Your objective = The required output is the full listing below, reproduced word for word.
+ + + + + + +
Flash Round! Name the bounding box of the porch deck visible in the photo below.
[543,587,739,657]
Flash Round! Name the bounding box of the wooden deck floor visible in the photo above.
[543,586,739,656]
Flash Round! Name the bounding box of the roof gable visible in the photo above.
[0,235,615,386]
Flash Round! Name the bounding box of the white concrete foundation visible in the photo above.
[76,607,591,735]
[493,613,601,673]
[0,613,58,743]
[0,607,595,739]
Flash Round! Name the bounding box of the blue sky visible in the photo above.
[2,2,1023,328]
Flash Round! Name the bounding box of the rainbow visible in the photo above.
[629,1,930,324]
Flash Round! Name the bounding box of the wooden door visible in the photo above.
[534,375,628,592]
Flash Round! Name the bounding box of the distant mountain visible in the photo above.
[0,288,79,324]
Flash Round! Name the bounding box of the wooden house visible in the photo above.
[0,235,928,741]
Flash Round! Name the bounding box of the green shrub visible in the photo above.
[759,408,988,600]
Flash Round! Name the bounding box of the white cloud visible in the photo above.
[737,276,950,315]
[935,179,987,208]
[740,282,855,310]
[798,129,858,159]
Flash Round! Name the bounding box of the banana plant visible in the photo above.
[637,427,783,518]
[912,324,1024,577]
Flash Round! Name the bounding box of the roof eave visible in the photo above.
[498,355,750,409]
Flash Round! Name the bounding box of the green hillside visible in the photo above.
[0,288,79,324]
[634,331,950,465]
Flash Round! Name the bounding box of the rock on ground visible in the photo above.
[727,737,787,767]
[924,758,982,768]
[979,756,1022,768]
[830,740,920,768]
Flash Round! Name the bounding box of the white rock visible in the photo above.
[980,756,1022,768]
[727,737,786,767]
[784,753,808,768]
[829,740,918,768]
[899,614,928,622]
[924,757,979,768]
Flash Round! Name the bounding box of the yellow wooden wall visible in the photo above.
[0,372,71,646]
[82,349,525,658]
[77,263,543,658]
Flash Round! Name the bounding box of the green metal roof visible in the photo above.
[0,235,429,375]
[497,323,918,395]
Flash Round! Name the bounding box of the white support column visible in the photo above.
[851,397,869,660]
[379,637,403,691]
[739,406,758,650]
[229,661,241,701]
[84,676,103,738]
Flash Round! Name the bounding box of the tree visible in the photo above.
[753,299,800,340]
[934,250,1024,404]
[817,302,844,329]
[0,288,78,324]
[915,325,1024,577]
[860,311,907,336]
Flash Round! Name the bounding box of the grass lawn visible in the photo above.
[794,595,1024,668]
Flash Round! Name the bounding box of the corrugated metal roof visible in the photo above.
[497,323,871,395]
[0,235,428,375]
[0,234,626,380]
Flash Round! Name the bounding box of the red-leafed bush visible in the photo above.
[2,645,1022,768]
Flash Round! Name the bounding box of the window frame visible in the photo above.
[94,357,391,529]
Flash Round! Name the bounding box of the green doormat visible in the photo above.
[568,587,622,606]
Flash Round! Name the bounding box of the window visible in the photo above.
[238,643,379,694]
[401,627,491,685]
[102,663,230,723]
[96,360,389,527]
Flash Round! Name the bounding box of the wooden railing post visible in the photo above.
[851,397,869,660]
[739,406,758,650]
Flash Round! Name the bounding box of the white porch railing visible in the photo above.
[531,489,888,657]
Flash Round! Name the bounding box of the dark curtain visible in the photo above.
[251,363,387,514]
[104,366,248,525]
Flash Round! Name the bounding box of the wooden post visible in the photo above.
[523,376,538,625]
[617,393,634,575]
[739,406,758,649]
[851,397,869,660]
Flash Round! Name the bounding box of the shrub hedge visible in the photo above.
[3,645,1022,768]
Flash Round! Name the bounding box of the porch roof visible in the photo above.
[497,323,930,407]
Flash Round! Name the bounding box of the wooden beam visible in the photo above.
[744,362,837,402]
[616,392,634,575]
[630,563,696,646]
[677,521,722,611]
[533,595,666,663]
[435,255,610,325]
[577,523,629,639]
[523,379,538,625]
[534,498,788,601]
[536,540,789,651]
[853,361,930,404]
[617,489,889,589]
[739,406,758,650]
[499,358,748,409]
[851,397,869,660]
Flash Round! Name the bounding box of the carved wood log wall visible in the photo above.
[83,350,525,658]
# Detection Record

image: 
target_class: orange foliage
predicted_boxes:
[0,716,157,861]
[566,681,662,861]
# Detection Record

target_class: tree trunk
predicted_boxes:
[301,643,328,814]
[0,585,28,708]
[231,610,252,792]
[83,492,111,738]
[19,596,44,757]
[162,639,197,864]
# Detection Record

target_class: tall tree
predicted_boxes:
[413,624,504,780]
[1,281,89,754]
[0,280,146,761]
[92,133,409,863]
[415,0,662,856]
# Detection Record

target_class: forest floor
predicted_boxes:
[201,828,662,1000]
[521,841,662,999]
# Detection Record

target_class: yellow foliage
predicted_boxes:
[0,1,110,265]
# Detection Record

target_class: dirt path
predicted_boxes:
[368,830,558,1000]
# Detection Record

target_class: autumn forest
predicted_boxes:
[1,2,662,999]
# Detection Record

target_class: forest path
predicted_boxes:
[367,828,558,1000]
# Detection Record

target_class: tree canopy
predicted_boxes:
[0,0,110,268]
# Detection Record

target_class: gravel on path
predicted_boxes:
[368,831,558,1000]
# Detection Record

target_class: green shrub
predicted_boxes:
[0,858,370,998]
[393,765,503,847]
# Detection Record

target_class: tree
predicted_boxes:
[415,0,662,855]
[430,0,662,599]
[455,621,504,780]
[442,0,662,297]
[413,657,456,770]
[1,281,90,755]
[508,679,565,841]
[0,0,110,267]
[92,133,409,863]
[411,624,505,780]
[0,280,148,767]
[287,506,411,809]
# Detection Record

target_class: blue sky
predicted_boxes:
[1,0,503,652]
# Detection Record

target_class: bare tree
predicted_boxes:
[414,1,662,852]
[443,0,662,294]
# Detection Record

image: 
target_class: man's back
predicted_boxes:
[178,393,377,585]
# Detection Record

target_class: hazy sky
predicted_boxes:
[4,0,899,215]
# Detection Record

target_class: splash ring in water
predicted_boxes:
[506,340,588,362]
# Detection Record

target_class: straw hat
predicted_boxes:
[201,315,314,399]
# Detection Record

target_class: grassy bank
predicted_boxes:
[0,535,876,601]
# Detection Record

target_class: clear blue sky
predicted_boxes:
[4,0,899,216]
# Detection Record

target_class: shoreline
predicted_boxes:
+ + + + + + +
The answer =
Flash Round! Name the bounding box of the porch deck visible in the photo below.
[543,587,739,657]
Flash Round! Name the bounding box of the wooden deck floor visible in the photo above.
[543,586,739,656]
Flash Round! Name the bounding box of the roof gable visible in the photo above.
[0,235,615,386]
Flash Round! Name the bounding box of the white concrete foundation visible in the photo above.
[76,607,591,735]
[493,613,601,673]
[0,613,58,743]
[0,607,595,739]
Flash Round! Name the bounding box of the blue sky visible in the photo above.
[2,2,1023,328]
Flash Round! Name the bounding box of the rainbow visible in the photo above.
[629,1,930,324]
Flash Round! Name the bounding box of the wooden door visible in the photo above.
[534,375,628,592]
Flash Round! Name the bounding box of the distant mountain visible in the photo above.
[0,288,79,324]
Flash Round! Name the bounding box of the wooden house visible in the photo above.
[0,235,928,741]
Flash Round! Name the bounding box of the green shrub visible in the photo above.
[759,408,988,600]
Flash Round! Name the bounding box of the white cloud visible in the photo above.
[737,276,950,315]
[935,179,987,208]
[740,282,855,310]
[798,129,858,159]
Flash Round! Name the bounding box of the banana plant visible in the photo above.
[637,427,783,518]
[912,324,1024,577]
Flash Round! Name the bounding box of the roof eave visible in the photo above.
[498,355,750,409]
Flash Round! Name the bounding box of the green hillside visible in the photo above.
[0,288,79,324]
[634,331,950,465]
Flash Round! Name the bounding box of the rock on ground visible in the photo above.
[727,737,787,767]
[924,758,982,768]
[979,756,1022,768]
[830,740,920,768]
Flash Round! Name the bounding box of the white rock visible in the photo above.
[980,756,1022,768]
[727,737,786,767]
[784,753,808,768]
[829,740,918,768]
[899,614,928,622]
[924,757,979,768]
Flash Round! Name the bounding box of the yellow wooden wall visible in the photo above.
[0,372,71,646]
[82,349,525,658]
[77,263,543,658]
Flash Round! Name the bounding box of the green metal roof visible in the photo above.
[0,235,429,375]
[497,323,918,395]
Flash Round! Name the bounding box of the white support column visible in the photo above.
[851,397,869,660]
[379,637,403,691]
[739,406,758,650]
[229,661,241,701]
[84,676,103,738]
Flash Round! Name the bounding box of the tree visible in the photo above.
[753,299,800,340]
[934,250,1024,404]
[817,302,844,329]
[0,288,78,324]
[915,325,1024,577]
[860,311,907,336]
Flash Round! Name the bounding box of the grass lawn visible in the photo above.
[794,595,1024,668]
Flash Round! Name the bounding box of the corrugated metal roof visible in the photo above.
[497,323,871,395]
[0,235,428,375]
[0,234,626,380]
Flash Round! Name the bounding box of the red-leafed bush visible in the photo above.
[2,645,1022,768]
Flash Round! Name the bounding box of the window frame visible in the photo above.
[94,357,391,529]
Flash Round! Name the bounding box of the green doormat visible in the photo above.
[568,587,622,606]
Flash Round! Name the bounding box of the window visible in the photo above.
[238,643,379,694]
[401,627,491,685]
[102,663,230,723]
[96,360,389,527]
Flash Round! Name the bounding box of the wooden railing post visible in the photo above.
[851,397,869,660]
[739,406,758,650]
Flash Round! Name the bounding box of the white porch railing visible in the photo above.
[531,489,888,657]
Flash Round! Name the bounding box of the dark curtain visible in the photo above.
[251,363,387,514]
[104,366,248,525]
Flash Round! Name the bounding box of the wooden post visible in the photo above.
[523,376,538,625]
[617,393,634,575]
[739,406,758,649]
[851,397,869,660]
Flash Round! Name the bounding box of the shrub hedge visible in the photo above.
[3,645,1022,768]
Flash Round! Name the bounding box of the porch roof visible in the photo above.
[497,323,930,407]
Flash Round! Name the bounding box of the wooden beam visible in the photo above.
[744,362,837,402]
[616,392,634,575]
[630,563,696,646]
[677,521,722,611]
[533,595,666,663]
[435,255,610,325]
[577,523,629,639]
[523,379,538,625]
[534,498,788,601]
[536,540,789,651]
[853,361,930,404]
[617,489,889,589]
[739,406,758,650]
[499,358,748,409]
[851,397,869,660]
Flash Round! Name the bounding box of the carved wood log wall visible in the photo above.
[83,350,525,658]
# Detection Record

image: 
target_class: orange foliage
predicted_boxes:
[0,716,157,861]
[566,681,662,861]
# Detection Record

target_class: tree trunk
predicted_boxes:
[301,643,328,814]
[0,585,28,708]
[231,610,252,792]
[83,492,111,738]
[19,596,44,757]
[162,639,197,864]
# Detection Record

target_class: tall tree
predicted_boxes:
[413,624,504,780]
[1,281,89,754]
[0,280,146,761]
[92,133,409,863]
[415,0,662,856]
# Detection Record

target_class: forest floor
predicted_boxes:
[201,828,662,1000]
[521,841,662,999]
# Detection Record

target_class: yellow foliage
predicted_boxes:
[0,1,110,265]
# Detection Record

target_class: dirt path
predicted_boxes:
[368,830,558,1000]
# Detection Record

target_class: autumn forest
predicted_boxes:
[1,2,662,999]
# Detection Record

target_class: forest path
predicted_boxes:
[367,828,558,1000]
# Detection Record

target_class: tree canopy
predicted_boxes:
[0,0,110,268]
# Detection Record

target_class: gravel on path
predicted_boxes:
[368,831,558,1000]
# Detection Record

target_class: green shrub
predicted_boxes:
[0,858,370,998]
[393,765,503,847]
# Detection Record

target_class: tree
predicted_boxes:
[415,0,662,855]
[430,0,662,599]
[455,621,504,780]
[442,0,662,297]
[413,657,456,770]
[1,281,90,755]
[508,679,565,841]
[0,0,110,267]
[92,133,409,863]
[411,624,505,780]
[0,280,148,767]
[287,506,411,809]
# Detection Record

target_class: blue sky
predicted_boxes:
[1,0,503,652]
# Detection Record

target_class: bare tree
predicted_boxes:
[414,1,662,852]
[443,0,662,294]
# Detection Record

image: 
target_class: man's back
predicted_boxes:
[178,393,377,585]
# Detection Record

target_class: hazy sky
predicted_boxes:
[4,0,899,215]
# Detection Record

target_class: splash ring in water
predicted_boxes:
[506,340,588,362]
# Detection Record

target_class: straw hat
predicted_boxes:
[201,315,314,399]
# Detection Record

target_class: grassy bank
predicted_boxes:
[0,535,876,601]
# Detection Record

target_class: clear blue sky
predicted_boxes:
[4,0,899,216]
# Detection Record

target_class: shoreline
predicted_boxes:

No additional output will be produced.